[Records in a dataset]
==========
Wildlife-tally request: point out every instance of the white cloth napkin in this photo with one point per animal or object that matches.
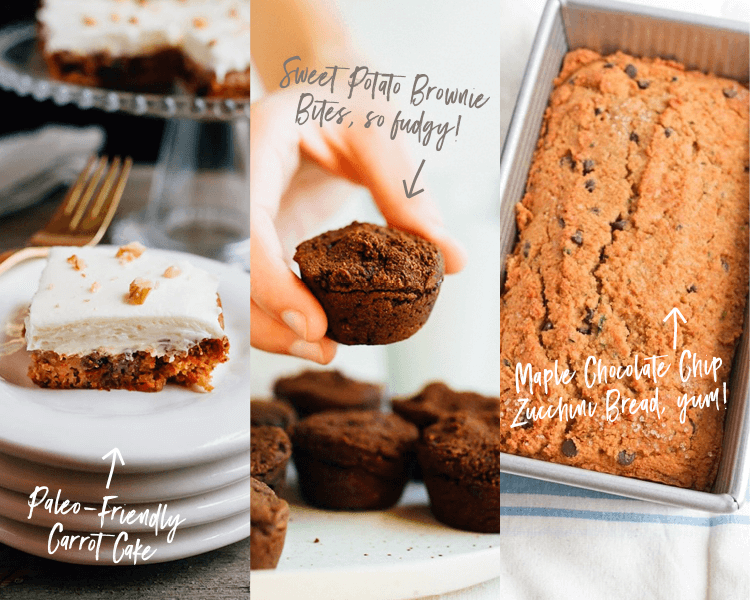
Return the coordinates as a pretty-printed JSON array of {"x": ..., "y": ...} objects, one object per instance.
[{"x": 34, "y": 164}]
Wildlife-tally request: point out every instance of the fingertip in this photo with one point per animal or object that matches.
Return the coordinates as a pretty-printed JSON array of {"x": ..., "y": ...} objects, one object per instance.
[
  {"x": 454, "y": 253},
  {"x": 320, "y": 352}
]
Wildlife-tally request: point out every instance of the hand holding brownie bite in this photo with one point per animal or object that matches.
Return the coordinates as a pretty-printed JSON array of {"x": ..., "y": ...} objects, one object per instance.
[{"x": 286, "y": 318}]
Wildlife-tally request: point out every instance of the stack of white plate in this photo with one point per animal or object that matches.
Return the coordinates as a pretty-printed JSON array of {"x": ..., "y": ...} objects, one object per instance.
[{"x": 184, "y": 486}]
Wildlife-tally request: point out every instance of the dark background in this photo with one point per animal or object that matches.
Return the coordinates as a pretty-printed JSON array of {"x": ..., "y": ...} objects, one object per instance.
[{"x": 138, "y": 137}]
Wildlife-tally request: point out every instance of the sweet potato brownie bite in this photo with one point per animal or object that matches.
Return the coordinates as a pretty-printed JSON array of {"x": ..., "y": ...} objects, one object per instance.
[
  {"x": 460, "y": 460},
  {"x": 356, "y": 460},
  {"x": 269, "y": 516},
  {"x": 376, "y": 285},
  {"x": 314, "y": 391},
  {"x": 273, "y": 412},
  {"x": 270, "y": 449}
]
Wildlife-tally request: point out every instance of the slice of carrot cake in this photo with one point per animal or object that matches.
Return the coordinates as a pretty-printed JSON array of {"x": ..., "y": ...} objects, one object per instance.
[{"x": 128, "y": 318}]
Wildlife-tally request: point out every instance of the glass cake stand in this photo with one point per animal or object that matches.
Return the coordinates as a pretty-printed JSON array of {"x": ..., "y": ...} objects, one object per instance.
[{"x": 198, "y": 199}]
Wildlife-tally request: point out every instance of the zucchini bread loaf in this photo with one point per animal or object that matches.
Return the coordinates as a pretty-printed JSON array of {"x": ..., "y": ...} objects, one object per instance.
[{"x": 636, "y": 204}]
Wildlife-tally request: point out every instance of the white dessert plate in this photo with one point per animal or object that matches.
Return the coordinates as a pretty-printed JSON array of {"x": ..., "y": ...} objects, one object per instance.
[
  {"x": 394, "y": 554},
  {"x": 186, "y": 542},
  {"x": 174, "y": 428},
  {"x": 23, "y": 476},
  {"x": 196, "y": 510}
]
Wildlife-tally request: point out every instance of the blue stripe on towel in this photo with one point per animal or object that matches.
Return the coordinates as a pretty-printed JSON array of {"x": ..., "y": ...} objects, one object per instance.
[
  {"x": 515, "y": 484},
  {"x": 593, "y": 515}
]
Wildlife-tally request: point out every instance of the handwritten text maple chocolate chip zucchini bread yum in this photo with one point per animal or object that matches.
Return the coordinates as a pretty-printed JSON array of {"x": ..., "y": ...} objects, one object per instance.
[{"x": 636, "y": 205}]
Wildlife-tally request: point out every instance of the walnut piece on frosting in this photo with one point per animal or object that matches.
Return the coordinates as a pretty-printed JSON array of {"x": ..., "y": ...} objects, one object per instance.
[
  {"x": 130, "y": 252},
  {"x": 78, "y": 263},
  {"x": 172, "y": 272},
  {"x": 139, "y": 289}
]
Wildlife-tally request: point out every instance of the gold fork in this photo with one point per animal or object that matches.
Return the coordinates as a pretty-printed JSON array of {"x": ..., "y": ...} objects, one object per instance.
[{"x": 84, "y": 214}]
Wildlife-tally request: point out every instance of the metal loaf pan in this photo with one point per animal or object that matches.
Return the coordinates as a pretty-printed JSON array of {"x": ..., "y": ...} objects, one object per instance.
[{"x": 707, "y": 44}]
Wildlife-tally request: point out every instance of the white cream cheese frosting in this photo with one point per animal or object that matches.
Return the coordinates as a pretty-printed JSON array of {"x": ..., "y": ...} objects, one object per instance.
[
  {"x": 78, "y": 311},
  {"x": 215, "y": 34}
]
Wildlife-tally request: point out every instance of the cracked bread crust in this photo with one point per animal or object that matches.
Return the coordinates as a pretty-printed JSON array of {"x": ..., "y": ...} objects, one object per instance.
[{"x": 636, "y": 203}]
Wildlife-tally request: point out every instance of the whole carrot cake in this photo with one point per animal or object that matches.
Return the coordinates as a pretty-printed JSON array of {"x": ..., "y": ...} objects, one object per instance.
[
  {"x": 148, "y": 45},
  {"x": 131, "y": 318},
  {"x": 636, "y": 204}
]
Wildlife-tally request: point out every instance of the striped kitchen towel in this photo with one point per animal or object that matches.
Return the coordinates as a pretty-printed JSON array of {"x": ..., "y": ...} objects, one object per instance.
[{"x": 561, "y": 542}]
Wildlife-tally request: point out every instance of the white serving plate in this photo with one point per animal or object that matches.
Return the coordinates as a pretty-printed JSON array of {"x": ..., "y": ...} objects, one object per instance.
[
  {"x": 186, "y": 542},
  {"x": 394, "y": 554},
  {"x": 171, "y": 429},
  {"x": 22, "y": 476},
  {"x": 195, "y": 510}
]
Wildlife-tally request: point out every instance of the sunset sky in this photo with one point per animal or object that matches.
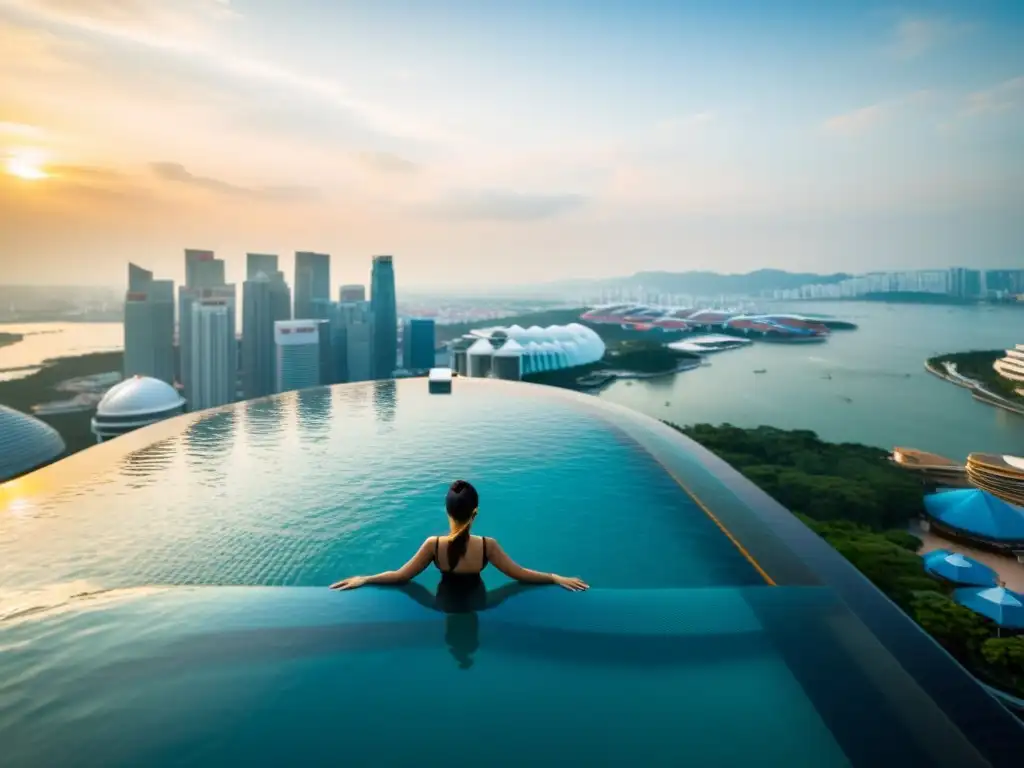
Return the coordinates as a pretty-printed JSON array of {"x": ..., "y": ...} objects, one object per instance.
[{"x": 484, "y": 141}]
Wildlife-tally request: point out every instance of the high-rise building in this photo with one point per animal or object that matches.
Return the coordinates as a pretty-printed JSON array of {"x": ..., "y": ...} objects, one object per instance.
[
  {"x": 384, "y": 306},
  {"x": 298, "y": 350},
  {"x": 199, "y": 270},
  {"x": 204, "y": 280},
  {"x": 418, "y": 341},
  {"x": 213, "y": 351},
  {"x": 187, "y": 299},
  {"x": 357, "y": 322},
  {"x": 312, "y": 281},
  {"x": 258, "y": 354},
  {"x": 148, "y": 326},
  {"x": 333, "y": 361},
  {"x": 260, "y": 262},
  {"x": 352, "y": 292}
]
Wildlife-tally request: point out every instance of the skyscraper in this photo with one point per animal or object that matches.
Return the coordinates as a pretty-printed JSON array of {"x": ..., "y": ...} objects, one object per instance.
[
  {"x": 418, "y": 340},
  {"x": 260, "y": 262},
  {"x": 332, "y": 370},
  {"x": 213, "y": 353},
  {"x": 148, "y": 326},
  {"x": 257, "y": 337},
  {"x": 357, "y": 345},
  {"x": 385, "y": 310},
  {"x": 205, "y": 280},
  {"x": 352, "y": 292},
  {"x": 312, "y": 281},
  {"x": 195, "y": 272},
  {"x": 298, "y": 351}
]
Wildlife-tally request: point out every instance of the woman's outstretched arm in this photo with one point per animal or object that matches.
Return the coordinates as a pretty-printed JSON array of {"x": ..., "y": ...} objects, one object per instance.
[
  {"x": 407, "y": 572},
  {"x": 513, "y": 570}
]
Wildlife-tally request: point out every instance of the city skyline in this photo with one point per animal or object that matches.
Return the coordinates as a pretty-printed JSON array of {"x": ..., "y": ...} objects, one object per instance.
[{"x": 562, "y": 138}]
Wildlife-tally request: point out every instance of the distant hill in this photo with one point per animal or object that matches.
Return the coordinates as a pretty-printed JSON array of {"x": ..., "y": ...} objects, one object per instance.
[{"x": 705, "y": 283}]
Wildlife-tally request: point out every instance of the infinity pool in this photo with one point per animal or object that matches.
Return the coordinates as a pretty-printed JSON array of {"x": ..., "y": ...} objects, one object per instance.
[{"x": 163, "y": 601}]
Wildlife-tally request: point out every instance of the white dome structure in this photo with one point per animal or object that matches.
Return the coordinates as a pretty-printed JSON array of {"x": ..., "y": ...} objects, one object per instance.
[
  {"x": 478, "y": 358},
  {"x": 549, "y": 348},
  {"x": 507, "y": 363},
  {"x": 133, "y": 403},
  {"x": 26, "y": 443}
]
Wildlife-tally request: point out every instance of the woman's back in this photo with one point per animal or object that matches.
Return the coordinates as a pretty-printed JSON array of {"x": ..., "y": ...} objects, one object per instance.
[{"x": 470, "y": 562}]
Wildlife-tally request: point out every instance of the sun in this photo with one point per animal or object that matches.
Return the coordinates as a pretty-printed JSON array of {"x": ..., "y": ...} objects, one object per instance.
[{"x": 26, "y": 166}]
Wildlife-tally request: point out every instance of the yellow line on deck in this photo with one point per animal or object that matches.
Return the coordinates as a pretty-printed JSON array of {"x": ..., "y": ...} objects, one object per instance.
[{"x": 721, "y": 525}]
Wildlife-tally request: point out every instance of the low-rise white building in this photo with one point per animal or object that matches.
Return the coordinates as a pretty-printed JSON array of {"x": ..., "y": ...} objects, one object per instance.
[{"x": 133, "y": 403}]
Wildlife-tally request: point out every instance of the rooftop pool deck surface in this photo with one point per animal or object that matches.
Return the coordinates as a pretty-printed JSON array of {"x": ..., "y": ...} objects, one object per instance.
[{"x": 163, "y": 601}]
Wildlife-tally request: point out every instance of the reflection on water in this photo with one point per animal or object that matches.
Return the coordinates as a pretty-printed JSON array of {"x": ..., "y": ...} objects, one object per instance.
[
  {"x": 264, "y": 422},
  {"x": 385, "y": 399},
  {"x": 462, "y": 635},
  {"x": 461, "y": 608},
  {"x": 141, "y": 468},
  {"x": 314, "y": 410}
]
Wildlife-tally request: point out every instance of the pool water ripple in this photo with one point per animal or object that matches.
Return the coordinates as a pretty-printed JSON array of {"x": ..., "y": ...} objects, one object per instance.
[{"x": 309, "y": 486}]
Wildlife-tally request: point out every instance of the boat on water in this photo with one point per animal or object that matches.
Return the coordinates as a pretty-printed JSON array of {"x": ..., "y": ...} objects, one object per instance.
[{"x": 709, "y": 344}]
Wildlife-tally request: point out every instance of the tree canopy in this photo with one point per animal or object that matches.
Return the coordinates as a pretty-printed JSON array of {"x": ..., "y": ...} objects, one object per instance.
[{"x": 858, "y": 502}]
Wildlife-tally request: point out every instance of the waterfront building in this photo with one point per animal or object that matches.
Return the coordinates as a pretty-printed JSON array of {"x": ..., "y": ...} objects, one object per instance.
[
  {"x": 507, "y": 361},
  {"x": 257, "y": 336},
  {"x": 1003, "y": 476},
  {"x": 148, "y": 326},
  {"x": 133, "y": 403},
  {"x": 299, "y": 354},
  {"x": 383, "y": 303},
  {"x": 357, "y": 350},
  {"x": 312, "y": 281},
  {"x": 260, "y": 263},
  {"x": 333, "y": 347},
  {"x": 351, "y": 292},
  {"x": 418, "y": 342},
  {"x": 213, "y": 352},
  {"x": 26, "y": 443},
  {"x": 204, "y": 280},
  {"x": 1011, "y": 368},
  {"x": 551, "y": 348}
]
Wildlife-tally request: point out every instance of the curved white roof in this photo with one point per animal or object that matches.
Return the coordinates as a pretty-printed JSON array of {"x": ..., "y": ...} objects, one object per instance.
[
  {"x": 26, "y": 442},
  {"x": 138, "y": 395},
  {"x": 511, "y": 348},
  {"x": 555, "y": 346},
  {"x": 480, "y": 346}
]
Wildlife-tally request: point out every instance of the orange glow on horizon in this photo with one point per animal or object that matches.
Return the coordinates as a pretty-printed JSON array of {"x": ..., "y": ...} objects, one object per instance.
[{"x": 27, "y": 166}]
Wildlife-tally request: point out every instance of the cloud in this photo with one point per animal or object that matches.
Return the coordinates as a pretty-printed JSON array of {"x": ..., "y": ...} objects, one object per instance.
[
  {"x": 385, "y": 162},
  {"x": 19, "y": 130},
  {"x": 180, "y": 43},
  {"x": 856, "y": 123},
  {"x": 866, "y": 119},
  {"x": 131, "y": 16},
  {"x": 178, "y": 173},
  {"x": 915, "y": 36},
  {"x": 674, "y": 126},
  {"x": 83, "y": 172},
  {"x": 498, "y": 205},
  {"x": 1003, "y": 97}
]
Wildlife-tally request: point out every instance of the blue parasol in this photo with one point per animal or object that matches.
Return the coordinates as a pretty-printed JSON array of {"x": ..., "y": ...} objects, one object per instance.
[
  {"x": 1001, "y": 605},
  {"x": 958, "y": 568}
]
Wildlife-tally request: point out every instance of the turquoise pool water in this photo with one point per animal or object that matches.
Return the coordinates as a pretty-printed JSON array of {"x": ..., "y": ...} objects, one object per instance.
[
  {"x": 163, "y": 601},
  {"x": 315, "y": 485}
]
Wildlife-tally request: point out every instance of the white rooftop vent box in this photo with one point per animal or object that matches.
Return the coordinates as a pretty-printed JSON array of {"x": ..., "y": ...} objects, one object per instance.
[{"x": 439, "y": 380}]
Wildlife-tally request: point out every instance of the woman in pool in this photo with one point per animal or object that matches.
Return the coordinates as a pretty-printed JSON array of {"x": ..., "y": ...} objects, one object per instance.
[{"x": 461, "y": 556}]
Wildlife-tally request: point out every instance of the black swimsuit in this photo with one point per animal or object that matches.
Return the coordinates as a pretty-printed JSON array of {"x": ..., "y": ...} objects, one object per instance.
[{"x": 461, "y": 591}]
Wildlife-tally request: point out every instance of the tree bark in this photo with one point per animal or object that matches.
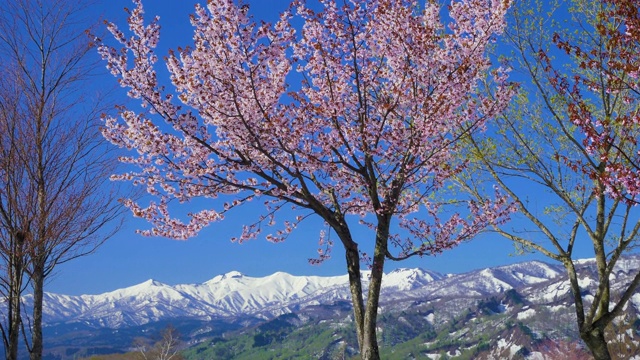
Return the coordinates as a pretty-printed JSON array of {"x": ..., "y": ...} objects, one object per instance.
[
  {"x": 16, "y": 271},
  {"x": 35, "y": 353},
  {"x": 594, "y": 338},
  {"x": 355, "y": 286}
]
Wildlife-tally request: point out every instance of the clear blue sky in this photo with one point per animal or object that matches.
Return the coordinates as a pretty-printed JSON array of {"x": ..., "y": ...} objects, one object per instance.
[{"x": 128, "y": 258}]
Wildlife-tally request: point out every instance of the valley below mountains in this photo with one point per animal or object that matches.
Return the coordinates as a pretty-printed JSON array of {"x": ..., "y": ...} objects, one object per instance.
[{"x": 515, "y": 311}]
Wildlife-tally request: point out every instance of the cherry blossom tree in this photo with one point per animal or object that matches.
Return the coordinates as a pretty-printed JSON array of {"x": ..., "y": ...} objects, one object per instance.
[
  {"x": 368, "y": 137},
  {"x": 570, "y": 135}
]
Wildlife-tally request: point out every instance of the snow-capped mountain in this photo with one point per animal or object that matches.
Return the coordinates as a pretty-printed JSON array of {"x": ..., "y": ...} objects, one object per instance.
[
  {"x": 234, "y": 294},
  {"x": 500, "y": 312}
]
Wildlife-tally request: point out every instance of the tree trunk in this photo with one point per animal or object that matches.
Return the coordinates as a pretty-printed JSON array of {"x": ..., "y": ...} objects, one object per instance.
[
  {"x": 16, "y": 272},
  {"x": 14, "y": 318},
  {"x": 596, "y": 343},
  {"x": 355, "y": 286},
  {"x": 36, "y": 329}
]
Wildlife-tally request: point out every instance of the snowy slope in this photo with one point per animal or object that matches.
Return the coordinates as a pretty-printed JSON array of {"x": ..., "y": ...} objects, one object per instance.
[
  {"x": 234, "y": 294},
  {"x": 228, "y": 295}
]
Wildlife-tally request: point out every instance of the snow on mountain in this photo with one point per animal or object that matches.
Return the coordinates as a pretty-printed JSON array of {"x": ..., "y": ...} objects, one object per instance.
[
  {"x": 234, "y": 294},
  {"x": 228, "y": 295}
]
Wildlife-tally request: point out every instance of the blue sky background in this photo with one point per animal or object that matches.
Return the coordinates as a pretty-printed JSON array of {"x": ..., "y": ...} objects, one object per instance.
[{"x": 128, "y": 258}]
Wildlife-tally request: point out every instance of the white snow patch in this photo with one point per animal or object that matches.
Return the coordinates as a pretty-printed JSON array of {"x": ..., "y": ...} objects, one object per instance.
[
  {"x": 526, "y": 314},
  {"x": 430, "y": 318}
]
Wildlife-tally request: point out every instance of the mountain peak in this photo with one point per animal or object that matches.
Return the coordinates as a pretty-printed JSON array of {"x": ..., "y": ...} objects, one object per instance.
[{"x": 230, "y": 275}]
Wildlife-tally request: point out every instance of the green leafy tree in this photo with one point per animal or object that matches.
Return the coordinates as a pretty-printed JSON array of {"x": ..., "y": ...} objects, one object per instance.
[{"x": 562, "y": 138}]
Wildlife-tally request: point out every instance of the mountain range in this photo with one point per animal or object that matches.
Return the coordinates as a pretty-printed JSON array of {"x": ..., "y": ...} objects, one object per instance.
[{"x": 414, "y": 302}]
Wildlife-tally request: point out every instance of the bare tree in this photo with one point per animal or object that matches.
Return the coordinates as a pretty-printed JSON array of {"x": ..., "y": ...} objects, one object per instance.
[
  {"x": 166, "y": 348},
  {"x": 56, "y": 203}
]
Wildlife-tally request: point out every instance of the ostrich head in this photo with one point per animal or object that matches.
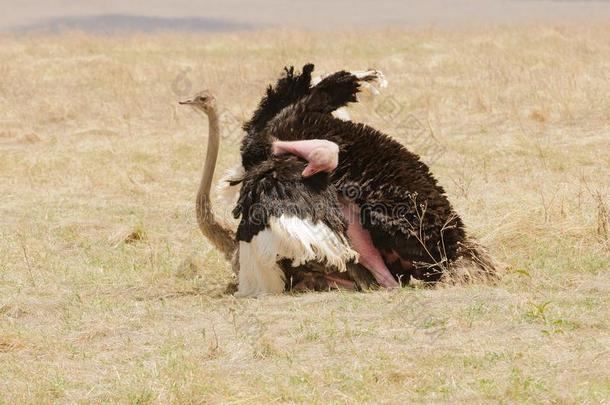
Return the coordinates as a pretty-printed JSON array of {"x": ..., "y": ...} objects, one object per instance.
[{"x": 203, "y": 101}]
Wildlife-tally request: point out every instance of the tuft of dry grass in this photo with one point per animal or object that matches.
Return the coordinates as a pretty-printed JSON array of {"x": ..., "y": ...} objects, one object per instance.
[{"x": 95, "y": 153}]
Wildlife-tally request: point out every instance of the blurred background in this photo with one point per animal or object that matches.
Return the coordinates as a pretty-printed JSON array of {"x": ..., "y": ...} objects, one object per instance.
[{"x": 229, "y": 15}]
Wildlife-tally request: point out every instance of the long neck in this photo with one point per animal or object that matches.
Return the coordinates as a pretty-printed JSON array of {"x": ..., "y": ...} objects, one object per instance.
[
  {"x": 219, "y": 234},
  {"x": 211, "y": 154}
]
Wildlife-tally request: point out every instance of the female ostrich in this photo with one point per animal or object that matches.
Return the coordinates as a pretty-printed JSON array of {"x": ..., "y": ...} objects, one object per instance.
[
  {"x": 287, "y": 222},
  {"x": 400, "y": 220}
]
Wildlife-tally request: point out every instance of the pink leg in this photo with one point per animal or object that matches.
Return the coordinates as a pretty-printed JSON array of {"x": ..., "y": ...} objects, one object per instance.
[
  {"x": 322, "y": 155},
  {"x": 341, "y": 282},
  {"x": 362, "y": 243}
]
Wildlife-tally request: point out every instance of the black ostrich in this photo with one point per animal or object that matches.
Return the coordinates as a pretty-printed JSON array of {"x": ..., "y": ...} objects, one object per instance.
[
  {"x": 292, "y": 233},
  {"x": 399, "y": 219}
]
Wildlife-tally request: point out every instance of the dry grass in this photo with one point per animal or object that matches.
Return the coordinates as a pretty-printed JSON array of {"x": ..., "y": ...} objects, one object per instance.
[{"x": 108, "y": 292}]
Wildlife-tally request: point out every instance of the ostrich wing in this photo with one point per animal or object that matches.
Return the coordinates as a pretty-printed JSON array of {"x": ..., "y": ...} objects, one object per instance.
[{"x": 402, "y": 206}]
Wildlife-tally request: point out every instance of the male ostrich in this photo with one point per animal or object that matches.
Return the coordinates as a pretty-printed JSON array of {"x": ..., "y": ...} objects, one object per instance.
[
  {"x": 400, "y": 220},
  {"x": 288, "y": 222}
]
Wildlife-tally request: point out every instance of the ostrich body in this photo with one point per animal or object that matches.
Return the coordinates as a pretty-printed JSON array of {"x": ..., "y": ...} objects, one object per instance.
[
  {"x": 400, "y": 220},
  {"x": 288, "y": 222}
]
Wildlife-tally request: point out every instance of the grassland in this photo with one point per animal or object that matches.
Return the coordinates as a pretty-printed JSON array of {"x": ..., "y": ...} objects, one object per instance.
[{"x": 108, "y": 292}]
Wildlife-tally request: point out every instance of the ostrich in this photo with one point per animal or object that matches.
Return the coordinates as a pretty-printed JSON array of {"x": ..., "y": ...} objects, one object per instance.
[
  {"x": 288, "y": 221},
  {"x": 400, "y": 220}
]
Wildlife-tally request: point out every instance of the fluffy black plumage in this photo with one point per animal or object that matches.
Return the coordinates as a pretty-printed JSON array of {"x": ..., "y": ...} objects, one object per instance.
[
  {"x": 275, "y": 188},
  {"x": 402, "y": 205}
]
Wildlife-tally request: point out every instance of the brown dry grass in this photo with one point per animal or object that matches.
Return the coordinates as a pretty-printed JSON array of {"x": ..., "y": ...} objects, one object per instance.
[{"x": 93, "y": 149}]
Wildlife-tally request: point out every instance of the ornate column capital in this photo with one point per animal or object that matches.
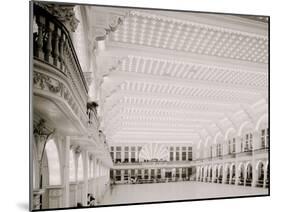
==========
What is expected. Report each line of the data above that contains the word "deck".

Task answer.
Wildlife-tally request: point out every instance of the yellow line on deck in this photo with one point per animal or object that matches.
Wildlife-tally request: point out every instance of the rooftop pool deck surface in this photo with one point per animal or object that matches.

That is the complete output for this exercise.